--- START Excerpt provided ---

Last Wed night I saw Tristan und Isolde at the LA Opera. Tristan und Isolde itself is considered one of Wagner's great works; his ode to love and ecstasy that for 60 years after he wrote it was considered unperofrmable because of its complexity and extraordinary demands on the singers. Never the less, it was performed, and has been many times since; and was the personal favorite of a real opera aesthete that i had the privilege of knowing. (Never forgotten, Lord Manwoody!)

The LA Opera House itself, the Dorothy Chandler Pavilion is a magnificent structure in downtown LA, next to the Disney Concert Hall and the Ahmanson Theatre. The tickets, however, are quite expensive; without breaking the bank I couldn't get close to the orchestra level. I spent a fair chunk of extra change to get better seats on the first balcony - but even so I was situated in the very last row, one seat in front of someone who'd pay $60 less to see precisely the same thing. I certainly miss the Philadelphia Symphony Orchestra Hall, with its generous seating and powerful acoustics - though even it is no longer in use, replaced by the Kimmel Center. Seeing the Philadelphia Symphony Orchestra was incredibly stirring; I could feel the music vibrating in my chest, the experience was whole-body and recorded music is simply no comparison. The Chandler Pavilion doesn't offer anything like that experience, particularly from way, way up.

--- END Excerpt provided ---
--- START Dataset records ---

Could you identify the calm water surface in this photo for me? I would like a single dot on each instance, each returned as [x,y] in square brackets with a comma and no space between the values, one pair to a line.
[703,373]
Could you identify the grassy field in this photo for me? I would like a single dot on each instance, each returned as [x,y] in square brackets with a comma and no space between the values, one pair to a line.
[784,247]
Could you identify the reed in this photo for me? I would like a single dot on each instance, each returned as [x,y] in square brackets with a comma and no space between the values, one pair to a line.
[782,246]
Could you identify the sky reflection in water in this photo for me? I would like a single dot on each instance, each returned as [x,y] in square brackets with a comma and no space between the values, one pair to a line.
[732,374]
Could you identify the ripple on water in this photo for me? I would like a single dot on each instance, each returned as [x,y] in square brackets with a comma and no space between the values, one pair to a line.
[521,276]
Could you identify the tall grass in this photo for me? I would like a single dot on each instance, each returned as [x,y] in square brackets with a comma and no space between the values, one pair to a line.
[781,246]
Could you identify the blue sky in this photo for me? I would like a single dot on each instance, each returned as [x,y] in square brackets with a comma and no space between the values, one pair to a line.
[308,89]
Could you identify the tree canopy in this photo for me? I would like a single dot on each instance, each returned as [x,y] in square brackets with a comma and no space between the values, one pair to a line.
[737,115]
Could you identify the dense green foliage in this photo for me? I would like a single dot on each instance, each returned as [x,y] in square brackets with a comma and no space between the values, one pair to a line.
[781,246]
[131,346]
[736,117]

--- END Dataset records ---

### Task details
Return, word for word, the stretch of the Tristan und Isolde post from "Last Wed night" through "forgotten, Lord Manwoody!)".

### Response to this task
Last Wed night I saw Tristan und Isolde at the LA Opera. Tristan und Isolde itself is considered one of Wagner's great works; his ode to love and ecstasy that for 60 years after he wrote it was considered unperofrmable because of its complexity and extraordinary demands on the singers. Never the less, it was performed, and has been many times since; and was the personal favorite of a real opera aesthete that i had the privilege of knowing. (Never forgotten, Lord Manwoody!)